▶ _SET EXERCISE_
Format the lines of the records from the line containing "Where can the rocky" up to and including the final line as a JSON list of strings, one string per line, with blank lines omitted.

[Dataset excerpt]
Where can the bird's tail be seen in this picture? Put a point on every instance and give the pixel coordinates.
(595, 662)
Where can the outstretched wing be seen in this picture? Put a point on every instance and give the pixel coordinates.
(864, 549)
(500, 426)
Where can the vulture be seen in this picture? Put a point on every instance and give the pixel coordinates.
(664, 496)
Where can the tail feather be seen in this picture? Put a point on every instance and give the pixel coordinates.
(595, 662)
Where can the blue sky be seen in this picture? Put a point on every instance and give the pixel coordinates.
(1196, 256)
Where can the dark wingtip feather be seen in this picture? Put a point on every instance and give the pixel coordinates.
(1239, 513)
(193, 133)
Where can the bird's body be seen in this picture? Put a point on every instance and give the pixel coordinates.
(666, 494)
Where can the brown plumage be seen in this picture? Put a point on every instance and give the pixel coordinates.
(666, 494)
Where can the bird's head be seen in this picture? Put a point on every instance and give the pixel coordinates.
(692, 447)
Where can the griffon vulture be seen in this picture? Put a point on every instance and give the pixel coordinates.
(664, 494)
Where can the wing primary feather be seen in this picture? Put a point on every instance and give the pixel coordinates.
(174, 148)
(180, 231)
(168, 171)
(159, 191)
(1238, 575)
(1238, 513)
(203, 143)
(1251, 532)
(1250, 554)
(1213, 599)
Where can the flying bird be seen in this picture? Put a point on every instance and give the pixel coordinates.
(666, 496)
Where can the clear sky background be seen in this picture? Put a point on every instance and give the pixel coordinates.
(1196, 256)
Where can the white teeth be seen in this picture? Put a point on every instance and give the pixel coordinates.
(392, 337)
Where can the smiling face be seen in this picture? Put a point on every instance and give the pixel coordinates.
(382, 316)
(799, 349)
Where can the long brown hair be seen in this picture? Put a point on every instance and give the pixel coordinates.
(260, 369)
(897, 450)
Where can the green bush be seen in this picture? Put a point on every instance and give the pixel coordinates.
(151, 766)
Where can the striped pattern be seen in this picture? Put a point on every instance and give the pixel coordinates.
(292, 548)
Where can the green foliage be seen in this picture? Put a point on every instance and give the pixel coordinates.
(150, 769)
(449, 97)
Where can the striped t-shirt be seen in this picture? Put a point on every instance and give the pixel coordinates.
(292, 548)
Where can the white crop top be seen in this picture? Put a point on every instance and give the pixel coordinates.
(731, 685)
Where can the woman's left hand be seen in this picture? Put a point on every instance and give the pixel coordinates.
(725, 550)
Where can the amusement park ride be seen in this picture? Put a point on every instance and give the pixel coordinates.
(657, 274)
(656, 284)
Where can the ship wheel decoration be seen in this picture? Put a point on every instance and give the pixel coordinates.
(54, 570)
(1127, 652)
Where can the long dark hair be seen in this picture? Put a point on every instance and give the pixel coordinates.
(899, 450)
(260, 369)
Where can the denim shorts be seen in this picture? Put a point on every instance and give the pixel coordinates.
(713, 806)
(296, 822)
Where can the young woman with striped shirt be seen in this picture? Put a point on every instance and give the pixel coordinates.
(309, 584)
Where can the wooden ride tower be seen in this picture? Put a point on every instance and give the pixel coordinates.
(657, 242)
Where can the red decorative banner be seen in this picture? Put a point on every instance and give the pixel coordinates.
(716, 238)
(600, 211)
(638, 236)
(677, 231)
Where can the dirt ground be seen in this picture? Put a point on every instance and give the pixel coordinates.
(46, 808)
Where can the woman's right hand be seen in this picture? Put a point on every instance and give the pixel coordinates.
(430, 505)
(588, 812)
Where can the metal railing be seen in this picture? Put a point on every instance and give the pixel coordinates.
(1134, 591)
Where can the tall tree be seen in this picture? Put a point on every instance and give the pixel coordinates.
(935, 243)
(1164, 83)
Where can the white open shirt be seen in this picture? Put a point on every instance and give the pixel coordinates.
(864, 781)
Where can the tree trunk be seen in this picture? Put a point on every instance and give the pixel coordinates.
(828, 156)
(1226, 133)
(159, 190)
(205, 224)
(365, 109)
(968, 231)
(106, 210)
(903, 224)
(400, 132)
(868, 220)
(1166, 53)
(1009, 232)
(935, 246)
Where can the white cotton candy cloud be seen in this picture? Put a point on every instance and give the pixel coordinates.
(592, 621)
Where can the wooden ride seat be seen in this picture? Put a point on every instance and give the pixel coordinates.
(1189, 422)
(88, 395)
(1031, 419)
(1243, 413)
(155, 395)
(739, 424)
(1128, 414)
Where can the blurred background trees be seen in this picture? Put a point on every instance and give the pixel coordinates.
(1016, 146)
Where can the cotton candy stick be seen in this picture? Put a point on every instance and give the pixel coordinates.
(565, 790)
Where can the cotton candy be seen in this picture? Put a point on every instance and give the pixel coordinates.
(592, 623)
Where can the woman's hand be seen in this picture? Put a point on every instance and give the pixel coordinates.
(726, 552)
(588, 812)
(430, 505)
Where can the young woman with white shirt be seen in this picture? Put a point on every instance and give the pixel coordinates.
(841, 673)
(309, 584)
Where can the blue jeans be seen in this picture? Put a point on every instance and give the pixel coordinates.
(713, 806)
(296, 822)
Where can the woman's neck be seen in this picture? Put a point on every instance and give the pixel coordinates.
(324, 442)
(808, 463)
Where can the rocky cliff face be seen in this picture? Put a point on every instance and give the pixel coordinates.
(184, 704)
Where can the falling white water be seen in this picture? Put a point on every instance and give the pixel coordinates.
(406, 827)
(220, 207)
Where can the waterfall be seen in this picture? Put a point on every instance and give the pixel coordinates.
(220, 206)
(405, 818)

▶ _SOLUTION FOR THIS TASK_
[
  "Where can the rocky cliff face be seen in this picture? Put a point on every instance and give the pixel coordinates.",
  "(184, 704)",
  "Where can the falling white water be seen in this picture? Put a point on every instance and give the pixel coordinates.",
  "(406, 827)",
  "(220, 207)",
  "Where can the waterfall be seen in this picture? Put a point on every instance and give the pixel coordinates.",
  "(220, 206)",
  "(405, 818)"
]